From eb3e413c6ad57fd19e1e2af9f15217dd29c842a5 Mon Sep 17 00:00:00 2001
From: Eric Weber <eric.weber@suse.com>
Date: Mon, 31 Jul 2023 15:27:33 -0500
Subject: [PATCH] Add LEP for disk anti-affinity

Longhorn 3823

Signed-off-by: Eric Weber <eric.weber@suse.com>
---
 enhancements/20230718-disk-anti-affinity.md | 155 ++++++++++++++++++++
 1 file changed, 155 insertions(+)
 create mode 100644 enhancements/20230718-disk-anti-affinity.md

diff --git a/enhancements/20230718-disk-anti-affinity.md b/enhancements/20230718-disk-anti-affinity.md
new file mode 100644
index 0000000..19b2de7
--- /dev/null
+++ b/enhancements/20230718-disk-anti-affinity.md
@@ -0,0 +1,155 @@
+# Disk Anti-Affinity
+
+## Summary
+
+Longhorn supports multiple disks per node, but there is currently no way to ensure that two replicas for the same
+volume that schedule to the same node end up on different disks. In fact, the replica scheduler currently doesn't make
+any attempt achieve this goal, even when it is possible to do so.

* [PROBLEM SET]:
1. Output the passage of the patch starting with "diff --git a/enhancements/20230718-disk-anti-affinity.md" and going on through "possible to do so.", copied word for word.
2. Before the first blank line of the patch, some lines consist of a field name, a colon and a value. List each of those field names with its value.
The rows that come next are taken from a separate source and are unrelated to the patch.

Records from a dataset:
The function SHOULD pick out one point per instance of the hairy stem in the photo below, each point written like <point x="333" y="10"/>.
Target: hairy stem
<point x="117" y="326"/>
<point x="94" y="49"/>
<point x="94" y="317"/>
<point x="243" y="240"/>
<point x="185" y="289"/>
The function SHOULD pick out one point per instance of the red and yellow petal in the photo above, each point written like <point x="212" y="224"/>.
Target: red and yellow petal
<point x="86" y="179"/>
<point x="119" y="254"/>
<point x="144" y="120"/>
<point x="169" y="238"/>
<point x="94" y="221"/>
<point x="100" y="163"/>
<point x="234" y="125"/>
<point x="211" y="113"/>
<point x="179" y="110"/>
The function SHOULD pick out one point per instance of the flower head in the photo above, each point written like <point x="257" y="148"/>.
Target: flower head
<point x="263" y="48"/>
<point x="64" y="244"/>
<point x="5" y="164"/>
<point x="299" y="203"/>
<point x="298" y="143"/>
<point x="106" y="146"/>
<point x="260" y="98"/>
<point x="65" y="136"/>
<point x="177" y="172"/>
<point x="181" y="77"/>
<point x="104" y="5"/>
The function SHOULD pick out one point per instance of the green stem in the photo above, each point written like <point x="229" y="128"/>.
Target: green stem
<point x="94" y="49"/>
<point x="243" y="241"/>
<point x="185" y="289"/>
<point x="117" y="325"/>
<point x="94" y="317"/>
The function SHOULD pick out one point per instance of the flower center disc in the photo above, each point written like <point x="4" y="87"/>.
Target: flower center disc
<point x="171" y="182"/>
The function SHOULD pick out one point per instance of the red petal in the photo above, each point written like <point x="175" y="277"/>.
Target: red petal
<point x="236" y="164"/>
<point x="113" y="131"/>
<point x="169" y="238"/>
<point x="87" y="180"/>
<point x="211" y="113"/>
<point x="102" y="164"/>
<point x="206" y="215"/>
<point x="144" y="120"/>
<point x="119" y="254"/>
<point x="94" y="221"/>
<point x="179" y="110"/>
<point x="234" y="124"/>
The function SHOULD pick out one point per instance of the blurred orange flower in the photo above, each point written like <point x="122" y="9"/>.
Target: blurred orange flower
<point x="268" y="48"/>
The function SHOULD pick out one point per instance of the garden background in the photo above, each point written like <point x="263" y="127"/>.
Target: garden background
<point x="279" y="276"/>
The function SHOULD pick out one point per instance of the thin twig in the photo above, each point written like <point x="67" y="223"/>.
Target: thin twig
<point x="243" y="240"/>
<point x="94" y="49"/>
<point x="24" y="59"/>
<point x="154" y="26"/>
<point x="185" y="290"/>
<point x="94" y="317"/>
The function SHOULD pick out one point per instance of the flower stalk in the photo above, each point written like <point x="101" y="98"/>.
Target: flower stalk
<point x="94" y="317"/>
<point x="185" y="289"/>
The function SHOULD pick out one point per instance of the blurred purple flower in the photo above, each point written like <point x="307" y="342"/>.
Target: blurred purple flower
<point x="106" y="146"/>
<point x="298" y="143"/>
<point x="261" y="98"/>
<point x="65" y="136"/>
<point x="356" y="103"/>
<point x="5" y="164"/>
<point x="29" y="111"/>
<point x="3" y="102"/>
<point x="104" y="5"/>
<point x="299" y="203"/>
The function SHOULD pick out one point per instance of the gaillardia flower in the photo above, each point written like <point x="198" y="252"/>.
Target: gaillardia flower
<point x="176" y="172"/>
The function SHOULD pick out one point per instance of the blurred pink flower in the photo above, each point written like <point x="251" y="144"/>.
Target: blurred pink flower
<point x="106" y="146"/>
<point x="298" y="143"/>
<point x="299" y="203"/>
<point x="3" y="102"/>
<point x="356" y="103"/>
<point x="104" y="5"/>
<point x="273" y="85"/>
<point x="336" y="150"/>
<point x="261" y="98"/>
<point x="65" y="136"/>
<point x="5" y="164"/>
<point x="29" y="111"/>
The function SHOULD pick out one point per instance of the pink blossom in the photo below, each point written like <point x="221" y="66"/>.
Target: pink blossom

* [THE RESPONSES]:
1.
diff --git a/enhancements/20230718-disk-anti-affinity.md b/enhancements/20230718-disk-anti-affinity.md
new file mode 100644
index 0000000..19b2de7
--- /dev/null
+++ b/enhancements/20230718-disk-anti-affinity.md
@@ -0,0 +1,155 @@
+# Disk Anti-Affinity
+
+## Summary
+
+Longhorn supports multiple disks per node, but there is currently no way to ensure that two replicas for the same
+volume that schedule to the same node end up on different disks. In fact, the replica scheduler currently doesn't make
+any attempt achieve this goal, even when it is possible to do so.

2.
- From: Eric Weber <eric.weber@suse.com>
- Date: Mon, 31 Jul 2023 15:27:33 -0500
- Subject: [PATCH] Add LEP for disk anti-affinity